DOCUMENT SEGMENT:

I've always been envious of guys who can keep their setup that small. I just can't handle not having everything I need on a belt. I would love a set-up like the one above for trim-out.


----------



## TGGT (Oct 28, 2012)

Ink&Brass said:


> I've always been envious of guys who can keep their setup that small. I just can't handle not having everything I need on a belt. I would love a set-up like the one above for trim-out.


I used this setup in industrial and commercial. But I understand your plight. It's common to carry every tool and bits of hardware if you're non-union commercial/residential. I've been there.

Non union industrial is when I started this setup. A lot of those guys would just use their pockets or a simple bag like mine. My lower back and hips have really improved since then.


----------



## TheApprentice_ (Apr 11, 2015)

i use a mix of things i use klein powerline pouches and hammer holder and a dewalt tape pouch and a gatorback belt it works for me


----------



## Black Dog (Oct 16, 2011)

PROBLEM DESCRIPTION:
Can you write out the whole tool belt thread word for word? This data comes from a different source than the tool belt thread.

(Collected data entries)
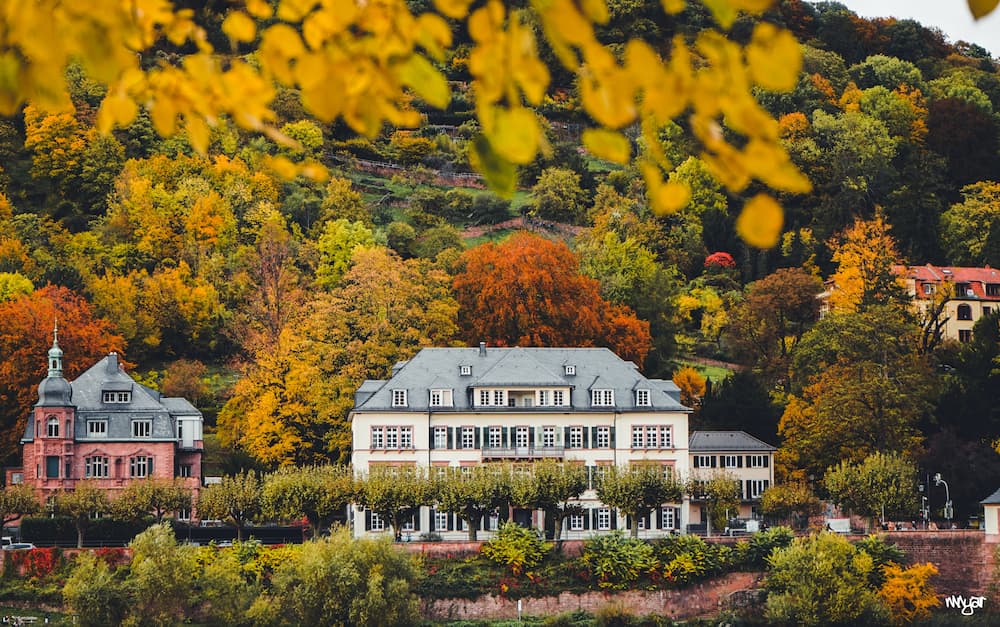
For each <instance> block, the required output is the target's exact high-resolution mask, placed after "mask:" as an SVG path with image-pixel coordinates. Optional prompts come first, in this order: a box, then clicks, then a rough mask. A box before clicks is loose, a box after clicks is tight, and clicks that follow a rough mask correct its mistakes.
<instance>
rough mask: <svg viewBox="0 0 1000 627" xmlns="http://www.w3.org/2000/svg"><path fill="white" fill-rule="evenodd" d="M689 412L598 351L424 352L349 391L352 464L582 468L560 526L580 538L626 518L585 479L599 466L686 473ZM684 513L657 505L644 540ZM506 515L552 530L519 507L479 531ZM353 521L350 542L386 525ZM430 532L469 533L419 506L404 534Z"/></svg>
mask: <svg viewBox="0 0 1000 627" xmlns="http://www.w3.org/2000/svg"><path fill="white" fill-rule="evenodd" d="M690 411H691V410H690V409H689V408H687V407H684V406H683V405H681V403H680V390H679V388H678V387H677V386H676V385H675V384H674V383H673V382H672V381H665V380H660V379H647V378H646V377H644V376H643V375H642V374H641V373H640V372H639V370H638V368H637V367H636V366H635V364H633V363H631V362H627V361H624V360H622V359H620V358H619V357H617V356H616V355H615V354H614V353H612V352H611V351H610V350H607V349H604V348H519V347H515V348H494V347H490V348H487V347H486V345H485V344H480V346H479V347H478V348H425V349H423V350H421V351H420V352H419V353H417V354H416V355H415V356H414V357H413V358H412V359H410V360H409V361H405V362H401V363H399V364H397V365H396V366H395V367H394V368H393V372H392V376H391V378H389V379H388V380H384V381H374V380H369V381H365V382H364V383H363V384H362V385H361V387H360V388H359V389H358V390H357V392H356V394H355V406H354V410H353V412H352V414H351V424H352V430H353V447H354V448H353V456H352V462H353V464H354V468H355V471H356V472H359V473H365V472H367V471H368V470H369V469H370V468H372V467H375V466H420V467H424V468H426V469H427V470H428V472H429V473H431V472H434V469H435V468H446V467H449V466H453V467H466V466H475V465H478V464H482V463H486V462H499V461H508V462H517V463H530V462H532V461H536V460H540V459H556V460H559V461H565V462H567V463H576V464H582V465H583V466H585V467H586V469H587V477H588V484H589V488H588V489H587V491H586V492H584V494H583V495H582V496H581V497H580V499H579V500H580V504H581V505H582V506H583V508H584V513H583V514H581V515H577V516H572V517H570V518H569V519H568V520H567V521H566V522H565V524H564V525H563V530H564V535H563V538H564V539H577V538H585V537H587V536H590V535H592V534H593V533H594V532H599V531H605V530H612V529H624V528H626V525H627V522H628V521H627V520H626V517H625V516H624V515H622V514H620V513H619V512H617V511H615V510H613V509H611V508H609V507H607V506H605V505H604V504H603V503H601V502H600V501H599V500H598V498H597V495H596V492H595V490H594V489H593V487H594V479H595V478H596V477H598V476H599V475H600V473H601V469H602V468H606V467H609V466H627V465H629V464H633V463H642V464H660V465H662V466H663V467H664V471H665V472H673V473H676V474H677V475H678V476H680V477H681V478H684V477H687V476H689V474H690V472H689V471H690V463H691V460H692V458H691V456H690V454H689V451H688V414H689V413H690ZM765 446H766V445H765ZM753 452H754V453H756V452H758V451H753ZM689 510H690V504H689V500H688V498H687V497H684V499H683V501H682V502H678V503H664V504H663V506H662V507H661V508H659V509H658V510H656V511H655V512H653V513H652V514H651V515H650V516H649V517H648V519H644V520H640V521H639V525H640V529H641V534H642V535H643V536H648V537H651V536H657V535H664V534H667V533H671V532H674V531H681V530H684V529H686V528H687V527H686V526H687V525H688V524H689V522H691V521H690V520H689ZM508 517H512V518H513V520H515V521H516V522H519V523H521V524H525V525H527V524H530V525H533V526H535V527H538V528H550V529H551V525H550V524H547V522H548V521H545V520H544V517H543V514H542V513H541V512H539V511H528V510H519V509H514V510H512V511H510V512H496V513H495V514H494V515H493V516H490V517H488V518H487V519H486V520H484V521H483V524H482V529H483V530H484V531H487V532H488V531H491V530H494V529H496V526H497V524H498V522H499V521H500V520H503V519H507V518H508ZM353 522H354V529H355V533H356V534H357V535H362V534H364V533H370V532H381V531H384V530H386V529H387V527H388V525H387V522H386V521H384V520H380V518H379V516H378V515H377V514H375V513H374V512H371V511H365V510H364V509H362V508H357V509H355V510H354V512H353ZM431 531H433V532H436V533H438V534H441V535H442V537H444V538H446V539H464V538H465V537H466V535H467V530H465V529H464V528H463V522H462V521H461V519H459V518H457V517H456V516H455V515H454V514H449V513H446V512H438V511H436V510H434V509H433V507H422V508H421V510H420V512H419V514H417V515H415V516H414V517H413V519H412V520H411V521H410V522H409V523H408V524H407V525H406V526H405V527H404V529H403V530H402V532H403V533H404V534H410V535H411V536H416V535H419V534H421V533H424V532H431Z"/></svg>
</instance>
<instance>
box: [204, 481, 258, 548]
mask: <svg viewBox="0 0 1000 627" xmlns="http://www.w3.org/2000/svg"><path fill="white" fill-rule="evenodd" d="M261 487H262V483H261V480H260V477H259V476H257V474H256V473H254V472H245V473H243V474H239V475H233V476H226V477H223V478H222V480H221V481H220V482H219V483H213V484H210V485H207V486H205V488H204V489H202V490H201V491H200V492H199V493H198V515H199V516H200V517H201V518H202V519H206V520H209V519H217V520H226V521H229V522H231V523H233V525H235V526H236V537H237V538H238V539H239V540H240V541H243V540H244V539H245V529H246V527H247V525H249V524H250V523H252V522H254V521H256V520H257V519H258V518H260V515H261V512H262V511H263V504H262V491H261Z"/></svg>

SOLVED PROBLEM:
I've always been envious of guys who can keep their setup that small. I just can't handle not having everything I need on a belt. I would love a set-up like the one above for trim-out.


----------



## TGGT (Oct 28, 2012)

Ink&Brass said:


> I've always been envious of guys who can keep their setup that small. I just can't handle not having everything I need on a belt. I would love a set-up like the one above for trim-out.


I used this setup in industrial and commercial. But I understand your plight. It's common to carry every tool and bits of hardware if you're non-union commercial/residential. I've been there.

Non union industrial is when I started this setup. A lot of those guys would just use their pockets or a simple bag like mine. My lower back and hips have really improved since then.


----------



## TheApprentice_ (Apr 11, 2015)

i use a mix of things i use klein powerline pouches and hammer holder and a dewalt tape pouch and a gatorback belt it works for me


----------



## Black Dog (Oct 16, 2011)